[Pointing dataset excerpts]
[BEGIN]

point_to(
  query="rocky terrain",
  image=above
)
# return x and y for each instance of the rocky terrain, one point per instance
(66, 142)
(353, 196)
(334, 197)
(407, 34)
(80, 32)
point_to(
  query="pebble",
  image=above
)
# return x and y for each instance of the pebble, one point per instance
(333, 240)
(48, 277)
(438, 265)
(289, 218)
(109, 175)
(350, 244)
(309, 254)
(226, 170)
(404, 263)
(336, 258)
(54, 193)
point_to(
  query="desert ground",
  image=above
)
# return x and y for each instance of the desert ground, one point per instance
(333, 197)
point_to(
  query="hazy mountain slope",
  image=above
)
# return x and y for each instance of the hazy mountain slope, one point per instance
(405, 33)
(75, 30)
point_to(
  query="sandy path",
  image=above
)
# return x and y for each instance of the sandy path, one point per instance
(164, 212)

[END]

DIRECTIONS FOR THIS TASK — Give the entries once more, exactly as they appear.

COMPLETED EXERCISE —
point_to(
  query="rocky terrain",
  image=above
)
# return x and y for each instance of the rocky terrain, one point per instance
(66, 142)
(353, 196)
(334, 197)
(407, 34)
(80, 32)
point_to(
  query="pebble",
  image=above
)
# return x and y for each instance of the pebble, one point per instance
(333, 240)
(48, 277)
(438, 265)
(289, 218)
(109, 175)
(350, 244)
(309, 254)
(226, 170)
(404, 263)
(336, 258)
(54, 193)
point_to(
  query="desert ground",
  image=above
)
# return x and y for each instance of the desert ground, one point per instance
(333, 197)
point_to(
  query="hazy mountain slope",
  image=above
)
# return x and y for each instance of the hazy mountain slope, one point per instance
(405, 33)
(75, 30)
point_to(
  query="sandy path",
  image=above
)
# return x and y for each instance of the sandy path, one point per instance
(164, 212)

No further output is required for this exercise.